## [Passage given]
As mentioned in our first post, we're big believers in the KISS philosophy. Keep It Simple Stupid. Within that framework, we are in constant search of the most relevant information available to both support and, more importantly, challenge our investment decisions.
We look at a ton of data. And we can look at it until we're blue in the face but quite frankly unless we're processing that data properly and fairly, we run the risk of using it to confirm any biases we may be carrying. It's impossible to have a perfect record in this regard but it's something we constantly challenge each other to manage.
The massive divergences taking place in the markets have brought about a flood of charts and articles across our desks lately. Concerns over breadth and leadership seem to have everyone positioned with one foot already out the door. One of our favorite resources, Dr. Brett Steenbarger's Traderfeed blog, touched on this topic on Wednesday (Breadth Weakening) and one could certainly allow the story told in these data points to dictate the posture of their portfolio.

## [Written exercise A]
Recast the entries as a JSON list of strings, one string per line with blank lines left out, covering everything from the first line of the entries through the line that contains "(33, 250), (47, 269)", inclusive.
The investing post and the entries are unrelated to each other.

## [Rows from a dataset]

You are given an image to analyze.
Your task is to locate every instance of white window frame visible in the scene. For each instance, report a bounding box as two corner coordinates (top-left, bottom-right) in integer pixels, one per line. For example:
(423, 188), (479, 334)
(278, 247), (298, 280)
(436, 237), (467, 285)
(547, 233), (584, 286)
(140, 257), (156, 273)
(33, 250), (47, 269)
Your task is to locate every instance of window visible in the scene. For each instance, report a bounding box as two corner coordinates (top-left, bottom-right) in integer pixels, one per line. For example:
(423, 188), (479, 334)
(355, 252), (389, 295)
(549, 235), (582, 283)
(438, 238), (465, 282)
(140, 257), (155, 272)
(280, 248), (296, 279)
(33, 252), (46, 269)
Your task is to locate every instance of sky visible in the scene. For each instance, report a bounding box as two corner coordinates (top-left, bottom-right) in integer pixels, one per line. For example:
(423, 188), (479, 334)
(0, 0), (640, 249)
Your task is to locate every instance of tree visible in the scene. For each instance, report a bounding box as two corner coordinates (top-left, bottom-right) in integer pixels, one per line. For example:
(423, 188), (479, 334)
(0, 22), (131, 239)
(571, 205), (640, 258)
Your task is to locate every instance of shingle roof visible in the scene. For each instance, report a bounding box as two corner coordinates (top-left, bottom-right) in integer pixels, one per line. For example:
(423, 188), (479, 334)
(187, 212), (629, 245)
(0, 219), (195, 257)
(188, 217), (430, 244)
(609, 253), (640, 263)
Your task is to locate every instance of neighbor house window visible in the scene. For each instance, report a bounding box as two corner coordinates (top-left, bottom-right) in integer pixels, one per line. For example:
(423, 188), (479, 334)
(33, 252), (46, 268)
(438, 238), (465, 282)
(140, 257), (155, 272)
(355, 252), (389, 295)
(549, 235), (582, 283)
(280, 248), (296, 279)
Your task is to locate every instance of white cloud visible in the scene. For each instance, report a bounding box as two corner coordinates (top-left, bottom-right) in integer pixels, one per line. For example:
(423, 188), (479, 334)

## [Written exercise B]
Repeat the investing post word for word, from "We look at a" through "of their portfolio.", inclusive.

## [Complete response A]
[
  "You are given an image to analyze.",
  "Your task is to locate every instance of white window frame visible in the scene. For each instance, report a bounding box as two corner coordinates (top-left, bottom-right) in integer pixels, one per line. For example:",
  "(423, 188), (479, 334)",
  "(278, 247), (298, 280)",
  "(436, 237), (467, 285)",
  "(547, 233), (584, 286)",
  "(140, 257), (156, 273)",
  "(33, 250), (47, 269)"
]

## [Complete response B]
We look at a ton of data. And we can look at it until we're blue in the face but quite frankly unless we're processing that data properly and fairly, we run the risk of using it to confirm any biases we may be carrying. It's impossible to have a perfect record in this regard but it's something we constantly challenge each other to manage.
The massive divergences taking place in the markets have brought about a flood of charts and articles across our desks lately. Concerns over breadth and leadership seem to have everyone positioned with one foot already out the door. One of our favorite resources, Dr. Brett Steenbarger's Traderfeed blog, touched on this topic on Wednesday (Breadth Weakening) and one could certainly allow the story told in these data points to dictate the posture of their portfolio.